* _Your task_:
Among the entries below, please repeat exactly and only the lines from the line containing "x=666 y=357" to the line containing "x=298 y=103", both lines included.

====== Data for this exercise ======

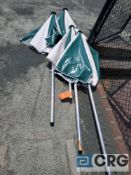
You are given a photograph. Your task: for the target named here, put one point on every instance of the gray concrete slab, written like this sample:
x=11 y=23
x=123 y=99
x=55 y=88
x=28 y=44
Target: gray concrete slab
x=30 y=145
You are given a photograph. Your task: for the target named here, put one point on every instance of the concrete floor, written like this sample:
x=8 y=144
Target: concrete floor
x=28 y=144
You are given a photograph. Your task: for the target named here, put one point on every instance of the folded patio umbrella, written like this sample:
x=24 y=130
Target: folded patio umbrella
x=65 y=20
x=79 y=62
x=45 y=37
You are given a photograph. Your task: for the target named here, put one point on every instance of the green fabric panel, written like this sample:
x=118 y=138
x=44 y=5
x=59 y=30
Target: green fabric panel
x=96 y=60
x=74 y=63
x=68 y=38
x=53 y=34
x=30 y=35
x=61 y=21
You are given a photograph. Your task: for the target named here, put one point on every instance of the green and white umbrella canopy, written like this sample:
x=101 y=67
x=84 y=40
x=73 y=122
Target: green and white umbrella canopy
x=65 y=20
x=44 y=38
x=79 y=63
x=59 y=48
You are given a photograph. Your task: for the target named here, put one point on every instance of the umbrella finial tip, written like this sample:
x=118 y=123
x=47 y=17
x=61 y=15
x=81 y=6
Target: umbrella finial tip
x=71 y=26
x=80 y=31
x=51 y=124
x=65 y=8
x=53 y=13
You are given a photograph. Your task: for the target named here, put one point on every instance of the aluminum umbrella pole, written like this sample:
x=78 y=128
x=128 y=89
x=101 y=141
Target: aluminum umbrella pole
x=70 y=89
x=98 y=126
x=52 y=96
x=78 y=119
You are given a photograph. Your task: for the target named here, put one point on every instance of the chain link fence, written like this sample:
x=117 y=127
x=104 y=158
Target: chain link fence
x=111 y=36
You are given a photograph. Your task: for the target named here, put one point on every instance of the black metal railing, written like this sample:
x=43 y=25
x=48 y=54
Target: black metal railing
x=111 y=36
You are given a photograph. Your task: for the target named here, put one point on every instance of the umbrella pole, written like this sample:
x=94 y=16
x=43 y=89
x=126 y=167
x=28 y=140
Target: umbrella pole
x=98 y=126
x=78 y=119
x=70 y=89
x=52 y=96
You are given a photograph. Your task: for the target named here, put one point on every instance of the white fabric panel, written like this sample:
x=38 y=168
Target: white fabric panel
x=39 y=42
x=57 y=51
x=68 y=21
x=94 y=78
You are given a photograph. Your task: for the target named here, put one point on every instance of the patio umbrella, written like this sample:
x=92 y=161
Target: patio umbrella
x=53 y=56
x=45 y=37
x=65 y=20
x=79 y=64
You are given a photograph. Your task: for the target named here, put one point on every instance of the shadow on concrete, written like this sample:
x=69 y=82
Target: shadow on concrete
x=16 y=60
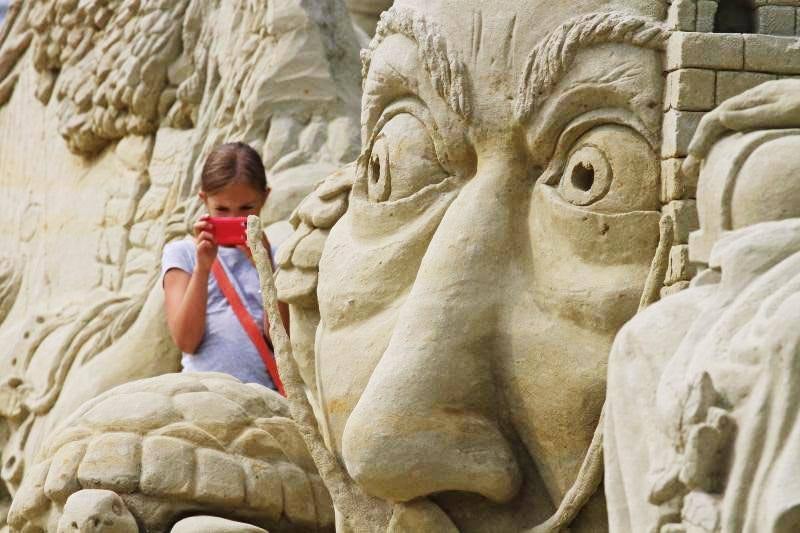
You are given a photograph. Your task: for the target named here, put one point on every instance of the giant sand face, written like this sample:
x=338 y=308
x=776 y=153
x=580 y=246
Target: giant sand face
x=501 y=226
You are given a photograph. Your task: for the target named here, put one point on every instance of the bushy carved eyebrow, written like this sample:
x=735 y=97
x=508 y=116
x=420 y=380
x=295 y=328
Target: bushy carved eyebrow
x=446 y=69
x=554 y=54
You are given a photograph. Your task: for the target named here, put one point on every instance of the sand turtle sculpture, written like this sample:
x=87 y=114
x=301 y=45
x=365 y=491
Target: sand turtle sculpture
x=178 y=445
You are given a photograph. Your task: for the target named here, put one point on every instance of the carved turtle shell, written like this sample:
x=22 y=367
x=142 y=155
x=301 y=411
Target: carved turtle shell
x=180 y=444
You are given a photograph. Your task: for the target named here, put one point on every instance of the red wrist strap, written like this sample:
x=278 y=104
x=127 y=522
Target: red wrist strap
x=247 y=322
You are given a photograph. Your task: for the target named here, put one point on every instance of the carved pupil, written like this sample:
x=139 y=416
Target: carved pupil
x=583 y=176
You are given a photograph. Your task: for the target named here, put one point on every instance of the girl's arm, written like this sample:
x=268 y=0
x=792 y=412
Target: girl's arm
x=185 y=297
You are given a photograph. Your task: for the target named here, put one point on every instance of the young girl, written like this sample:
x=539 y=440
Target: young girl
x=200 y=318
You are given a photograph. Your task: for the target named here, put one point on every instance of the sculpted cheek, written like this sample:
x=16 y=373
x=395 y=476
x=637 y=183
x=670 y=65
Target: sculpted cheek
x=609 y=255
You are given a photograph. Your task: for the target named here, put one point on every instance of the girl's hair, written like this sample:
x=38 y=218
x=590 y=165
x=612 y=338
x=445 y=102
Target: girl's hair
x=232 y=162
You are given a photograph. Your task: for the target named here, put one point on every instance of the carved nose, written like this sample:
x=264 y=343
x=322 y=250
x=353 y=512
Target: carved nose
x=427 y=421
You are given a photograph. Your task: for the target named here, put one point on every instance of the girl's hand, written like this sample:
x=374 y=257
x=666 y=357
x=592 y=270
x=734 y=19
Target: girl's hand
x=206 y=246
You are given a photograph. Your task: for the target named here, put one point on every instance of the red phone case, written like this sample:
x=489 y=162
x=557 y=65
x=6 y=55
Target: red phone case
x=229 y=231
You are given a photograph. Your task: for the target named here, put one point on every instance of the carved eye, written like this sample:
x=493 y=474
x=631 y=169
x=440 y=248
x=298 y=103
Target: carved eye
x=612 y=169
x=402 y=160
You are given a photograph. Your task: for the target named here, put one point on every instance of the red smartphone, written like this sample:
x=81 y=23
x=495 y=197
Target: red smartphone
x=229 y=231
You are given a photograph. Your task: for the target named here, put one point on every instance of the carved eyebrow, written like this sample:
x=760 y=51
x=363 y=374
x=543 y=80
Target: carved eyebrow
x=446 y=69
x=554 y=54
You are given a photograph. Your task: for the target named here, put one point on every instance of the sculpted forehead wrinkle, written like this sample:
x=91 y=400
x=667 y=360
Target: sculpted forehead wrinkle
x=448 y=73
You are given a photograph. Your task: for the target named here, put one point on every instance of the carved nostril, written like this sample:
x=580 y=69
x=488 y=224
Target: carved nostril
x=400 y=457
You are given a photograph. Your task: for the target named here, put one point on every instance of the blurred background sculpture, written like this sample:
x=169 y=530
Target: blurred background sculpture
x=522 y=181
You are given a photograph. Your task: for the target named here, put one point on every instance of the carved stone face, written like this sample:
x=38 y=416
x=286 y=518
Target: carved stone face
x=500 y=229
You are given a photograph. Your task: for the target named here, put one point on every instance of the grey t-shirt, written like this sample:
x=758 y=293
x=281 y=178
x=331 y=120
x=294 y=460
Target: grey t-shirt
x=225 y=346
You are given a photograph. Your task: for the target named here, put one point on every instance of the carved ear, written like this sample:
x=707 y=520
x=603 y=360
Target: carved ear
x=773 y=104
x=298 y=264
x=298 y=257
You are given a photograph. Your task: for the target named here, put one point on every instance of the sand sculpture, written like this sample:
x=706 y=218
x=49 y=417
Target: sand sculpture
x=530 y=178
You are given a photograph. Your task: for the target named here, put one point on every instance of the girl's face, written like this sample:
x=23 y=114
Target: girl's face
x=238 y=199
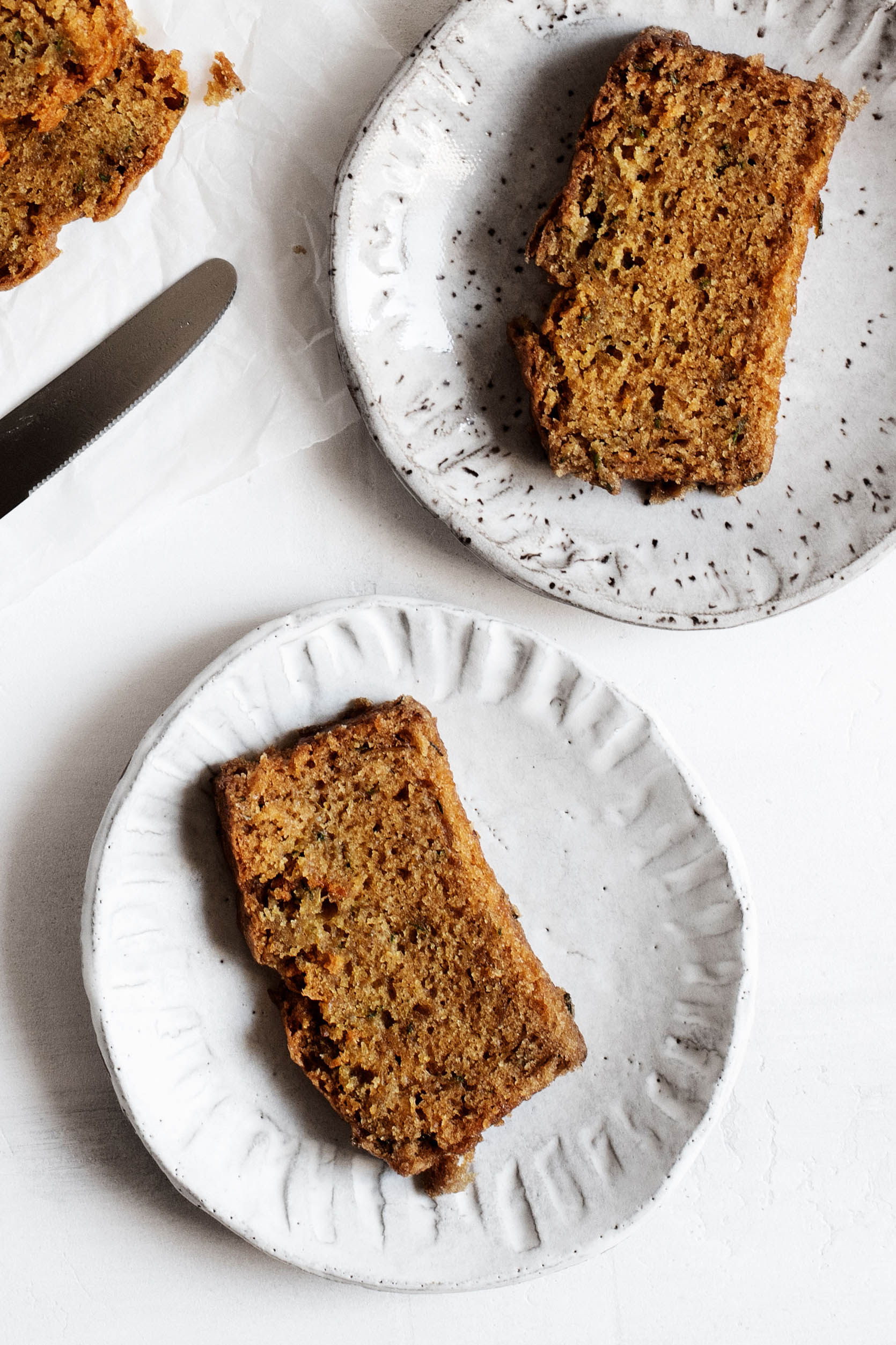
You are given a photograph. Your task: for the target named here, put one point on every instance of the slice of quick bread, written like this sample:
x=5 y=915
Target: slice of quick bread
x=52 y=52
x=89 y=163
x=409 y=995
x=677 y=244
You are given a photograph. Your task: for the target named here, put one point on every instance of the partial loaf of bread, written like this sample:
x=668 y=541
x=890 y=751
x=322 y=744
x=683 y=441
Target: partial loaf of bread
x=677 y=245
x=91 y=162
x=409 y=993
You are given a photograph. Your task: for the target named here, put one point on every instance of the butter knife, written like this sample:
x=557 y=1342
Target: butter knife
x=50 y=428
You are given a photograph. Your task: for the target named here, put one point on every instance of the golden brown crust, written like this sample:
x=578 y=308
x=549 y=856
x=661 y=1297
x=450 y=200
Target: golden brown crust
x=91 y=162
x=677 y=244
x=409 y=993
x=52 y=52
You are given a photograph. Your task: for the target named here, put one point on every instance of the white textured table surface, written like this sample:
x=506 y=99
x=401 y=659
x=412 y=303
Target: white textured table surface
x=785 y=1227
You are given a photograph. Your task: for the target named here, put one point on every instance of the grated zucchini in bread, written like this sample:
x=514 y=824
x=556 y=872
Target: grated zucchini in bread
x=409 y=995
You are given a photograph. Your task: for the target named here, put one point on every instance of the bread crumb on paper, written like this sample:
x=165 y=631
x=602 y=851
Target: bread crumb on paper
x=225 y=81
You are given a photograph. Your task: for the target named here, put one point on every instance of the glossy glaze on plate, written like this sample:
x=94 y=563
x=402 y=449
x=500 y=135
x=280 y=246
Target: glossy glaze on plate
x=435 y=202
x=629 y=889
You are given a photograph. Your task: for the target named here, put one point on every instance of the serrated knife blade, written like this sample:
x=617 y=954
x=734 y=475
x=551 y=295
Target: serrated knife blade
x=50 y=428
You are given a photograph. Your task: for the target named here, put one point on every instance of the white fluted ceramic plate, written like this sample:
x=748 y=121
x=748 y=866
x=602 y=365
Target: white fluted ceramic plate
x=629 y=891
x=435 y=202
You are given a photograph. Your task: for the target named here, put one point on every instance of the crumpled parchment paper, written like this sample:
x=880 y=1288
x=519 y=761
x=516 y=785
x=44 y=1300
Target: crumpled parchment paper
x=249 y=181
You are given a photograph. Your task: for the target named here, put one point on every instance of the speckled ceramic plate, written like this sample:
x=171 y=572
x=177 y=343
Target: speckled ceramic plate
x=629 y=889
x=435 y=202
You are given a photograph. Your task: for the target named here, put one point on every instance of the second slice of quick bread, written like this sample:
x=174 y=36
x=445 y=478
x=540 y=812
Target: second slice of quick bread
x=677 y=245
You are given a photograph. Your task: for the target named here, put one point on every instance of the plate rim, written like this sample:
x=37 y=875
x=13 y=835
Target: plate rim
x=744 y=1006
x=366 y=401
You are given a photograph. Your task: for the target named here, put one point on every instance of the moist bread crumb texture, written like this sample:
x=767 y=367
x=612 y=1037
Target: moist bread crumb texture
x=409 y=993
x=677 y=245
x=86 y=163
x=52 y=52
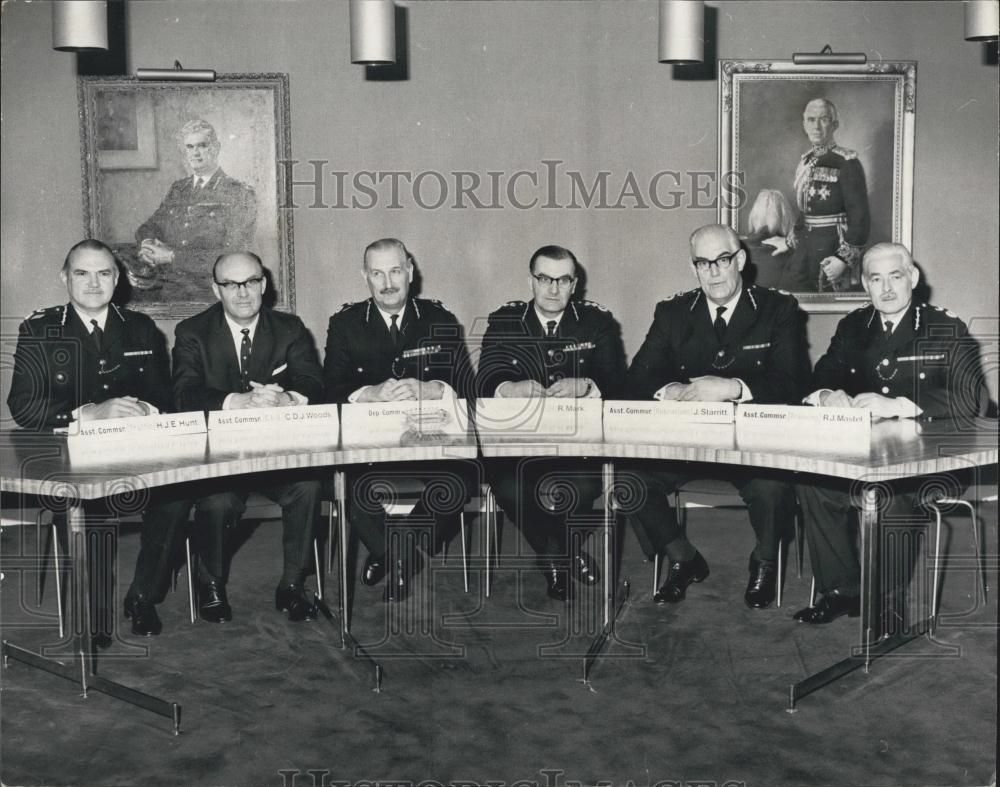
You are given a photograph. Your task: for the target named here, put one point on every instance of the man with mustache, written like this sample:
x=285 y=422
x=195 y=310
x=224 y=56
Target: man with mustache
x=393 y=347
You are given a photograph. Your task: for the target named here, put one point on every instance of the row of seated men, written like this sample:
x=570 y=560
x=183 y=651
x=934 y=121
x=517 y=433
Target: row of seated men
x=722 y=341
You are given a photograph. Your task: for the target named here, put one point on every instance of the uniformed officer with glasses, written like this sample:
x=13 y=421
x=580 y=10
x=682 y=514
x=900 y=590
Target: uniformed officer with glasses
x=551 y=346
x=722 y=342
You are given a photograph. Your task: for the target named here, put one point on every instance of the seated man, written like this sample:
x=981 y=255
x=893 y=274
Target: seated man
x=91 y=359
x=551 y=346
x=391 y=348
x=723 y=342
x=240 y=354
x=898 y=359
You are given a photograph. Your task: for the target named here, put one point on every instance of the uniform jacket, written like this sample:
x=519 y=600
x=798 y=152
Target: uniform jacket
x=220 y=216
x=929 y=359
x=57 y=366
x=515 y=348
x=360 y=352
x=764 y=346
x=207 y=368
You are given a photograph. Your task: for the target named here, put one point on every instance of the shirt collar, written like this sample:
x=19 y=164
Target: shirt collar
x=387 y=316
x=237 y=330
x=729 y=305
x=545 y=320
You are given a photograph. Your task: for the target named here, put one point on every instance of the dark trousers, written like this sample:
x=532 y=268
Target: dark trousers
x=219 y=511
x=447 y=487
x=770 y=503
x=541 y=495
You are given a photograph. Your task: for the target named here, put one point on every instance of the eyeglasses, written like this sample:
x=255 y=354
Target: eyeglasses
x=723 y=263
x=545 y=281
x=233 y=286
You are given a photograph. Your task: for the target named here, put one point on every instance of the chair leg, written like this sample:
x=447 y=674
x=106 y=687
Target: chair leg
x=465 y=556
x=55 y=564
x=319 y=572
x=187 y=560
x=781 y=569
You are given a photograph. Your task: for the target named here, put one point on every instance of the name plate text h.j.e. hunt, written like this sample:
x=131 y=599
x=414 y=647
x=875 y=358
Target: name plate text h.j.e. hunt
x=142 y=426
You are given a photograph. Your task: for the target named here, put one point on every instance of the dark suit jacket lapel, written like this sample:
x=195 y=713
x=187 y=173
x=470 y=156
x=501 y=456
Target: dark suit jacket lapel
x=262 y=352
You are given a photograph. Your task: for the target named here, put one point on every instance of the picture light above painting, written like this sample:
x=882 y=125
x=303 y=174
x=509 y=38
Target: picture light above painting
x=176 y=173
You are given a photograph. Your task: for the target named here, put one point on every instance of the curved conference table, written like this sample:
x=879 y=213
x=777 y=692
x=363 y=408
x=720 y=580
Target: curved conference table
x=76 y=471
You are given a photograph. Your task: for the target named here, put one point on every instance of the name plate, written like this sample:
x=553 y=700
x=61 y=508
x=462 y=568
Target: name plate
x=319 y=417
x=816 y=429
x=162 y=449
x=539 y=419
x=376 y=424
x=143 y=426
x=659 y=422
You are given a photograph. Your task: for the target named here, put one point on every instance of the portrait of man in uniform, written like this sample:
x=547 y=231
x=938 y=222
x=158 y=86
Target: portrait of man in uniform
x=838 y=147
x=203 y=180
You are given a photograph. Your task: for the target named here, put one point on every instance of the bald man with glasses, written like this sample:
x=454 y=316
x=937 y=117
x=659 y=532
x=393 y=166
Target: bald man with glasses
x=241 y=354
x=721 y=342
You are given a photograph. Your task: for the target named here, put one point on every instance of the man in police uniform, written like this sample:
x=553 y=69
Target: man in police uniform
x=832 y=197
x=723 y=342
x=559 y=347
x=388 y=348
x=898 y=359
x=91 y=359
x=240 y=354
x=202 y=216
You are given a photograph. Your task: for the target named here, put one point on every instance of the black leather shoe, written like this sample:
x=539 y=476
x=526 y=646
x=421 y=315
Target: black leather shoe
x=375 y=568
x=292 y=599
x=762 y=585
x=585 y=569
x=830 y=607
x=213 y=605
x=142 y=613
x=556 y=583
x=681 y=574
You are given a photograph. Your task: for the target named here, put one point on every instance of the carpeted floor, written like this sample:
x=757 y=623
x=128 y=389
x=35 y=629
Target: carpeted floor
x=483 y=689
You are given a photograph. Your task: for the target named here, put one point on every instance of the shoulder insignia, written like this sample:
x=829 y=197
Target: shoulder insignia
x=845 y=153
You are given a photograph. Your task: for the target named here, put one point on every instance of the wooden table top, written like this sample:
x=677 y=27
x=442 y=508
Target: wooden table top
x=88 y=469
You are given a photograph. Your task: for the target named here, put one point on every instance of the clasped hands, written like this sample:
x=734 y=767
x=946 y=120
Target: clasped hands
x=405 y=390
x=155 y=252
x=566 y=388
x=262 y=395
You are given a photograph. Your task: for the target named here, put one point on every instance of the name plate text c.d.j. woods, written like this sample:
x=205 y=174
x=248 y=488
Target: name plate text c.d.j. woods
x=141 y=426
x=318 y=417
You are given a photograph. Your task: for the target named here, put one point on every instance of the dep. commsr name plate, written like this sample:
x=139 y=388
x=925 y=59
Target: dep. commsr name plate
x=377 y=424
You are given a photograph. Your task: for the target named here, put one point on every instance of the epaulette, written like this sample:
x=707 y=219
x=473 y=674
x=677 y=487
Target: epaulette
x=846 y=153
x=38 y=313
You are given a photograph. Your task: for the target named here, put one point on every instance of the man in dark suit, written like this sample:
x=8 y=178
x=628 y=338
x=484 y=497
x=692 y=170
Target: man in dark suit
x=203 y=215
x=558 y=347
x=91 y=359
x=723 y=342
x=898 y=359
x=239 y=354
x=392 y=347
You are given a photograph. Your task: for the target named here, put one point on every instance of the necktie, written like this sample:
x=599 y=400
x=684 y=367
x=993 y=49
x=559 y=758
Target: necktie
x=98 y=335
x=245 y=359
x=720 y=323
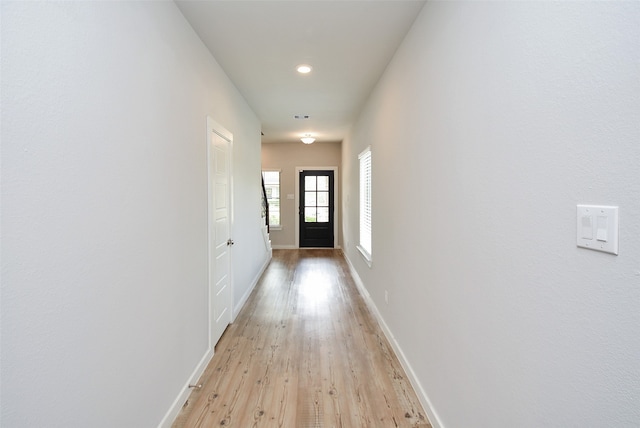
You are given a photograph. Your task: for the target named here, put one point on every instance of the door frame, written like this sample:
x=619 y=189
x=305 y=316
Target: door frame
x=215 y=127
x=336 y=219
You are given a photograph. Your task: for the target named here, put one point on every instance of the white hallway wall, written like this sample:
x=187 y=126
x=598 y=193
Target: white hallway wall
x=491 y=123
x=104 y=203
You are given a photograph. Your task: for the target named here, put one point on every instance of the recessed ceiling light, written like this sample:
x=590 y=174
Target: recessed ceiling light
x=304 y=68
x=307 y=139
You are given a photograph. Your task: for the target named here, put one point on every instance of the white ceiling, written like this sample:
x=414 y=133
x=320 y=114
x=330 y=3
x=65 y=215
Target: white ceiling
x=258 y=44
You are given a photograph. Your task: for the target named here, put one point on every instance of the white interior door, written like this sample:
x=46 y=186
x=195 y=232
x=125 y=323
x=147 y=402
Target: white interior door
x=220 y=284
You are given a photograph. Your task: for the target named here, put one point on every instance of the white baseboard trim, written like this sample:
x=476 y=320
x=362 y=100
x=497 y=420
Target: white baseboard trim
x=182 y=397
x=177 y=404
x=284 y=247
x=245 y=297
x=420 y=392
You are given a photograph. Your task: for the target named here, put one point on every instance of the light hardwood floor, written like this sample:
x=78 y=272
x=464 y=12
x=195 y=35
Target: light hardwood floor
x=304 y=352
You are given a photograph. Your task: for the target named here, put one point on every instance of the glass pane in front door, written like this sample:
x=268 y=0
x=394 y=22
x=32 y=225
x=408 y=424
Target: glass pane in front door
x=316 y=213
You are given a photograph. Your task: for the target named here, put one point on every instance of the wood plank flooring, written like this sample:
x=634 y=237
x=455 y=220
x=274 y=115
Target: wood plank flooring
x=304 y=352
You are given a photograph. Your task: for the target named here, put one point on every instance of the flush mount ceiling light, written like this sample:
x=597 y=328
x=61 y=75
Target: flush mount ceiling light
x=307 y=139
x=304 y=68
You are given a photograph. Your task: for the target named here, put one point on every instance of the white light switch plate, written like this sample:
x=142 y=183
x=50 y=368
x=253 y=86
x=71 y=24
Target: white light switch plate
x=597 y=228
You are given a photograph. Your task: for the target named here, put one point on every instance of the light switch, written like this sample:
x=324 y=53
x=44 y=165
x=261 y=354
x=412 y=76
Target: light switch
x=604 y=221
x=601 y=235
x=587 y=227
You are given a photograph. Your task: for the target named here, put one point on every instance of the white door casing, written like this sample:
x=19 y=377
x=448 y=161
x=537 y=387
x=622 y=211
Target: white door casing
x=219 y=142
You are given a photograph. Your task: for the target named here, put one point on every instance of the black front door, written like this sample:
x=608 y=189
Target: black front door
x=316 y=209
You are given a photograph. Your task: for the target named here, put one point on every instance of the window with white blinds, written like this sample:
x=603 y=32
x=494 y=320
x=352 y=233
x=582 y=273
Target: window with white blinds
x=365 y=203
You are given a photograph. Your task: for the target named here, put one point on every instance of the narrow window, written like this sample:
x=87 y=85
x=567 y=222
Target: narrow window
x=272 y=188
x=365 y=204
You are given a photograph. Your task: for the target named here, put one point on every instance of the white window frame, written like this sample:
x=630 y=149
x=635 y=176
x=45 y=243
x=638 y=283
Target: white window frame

======

* _Reply to the task_:
x=666 y=357
x=592 y=270
x=734 y=19
Target: girl's hand
x=206 y=246
You are given a photograph. Your task: for the target named here, put one point on every instance of the red phone case, written like this sample:
x=489 y=162
x=557 y=65
x=6 y=55
Target: red phone case
x=229 y=231
You are given a photograph. Your task: for the target named here, put one point on every instance of the carved eye, written like this sample:
x=493 y=474
x=631 y=169
x=440 y=248
x=298 y=103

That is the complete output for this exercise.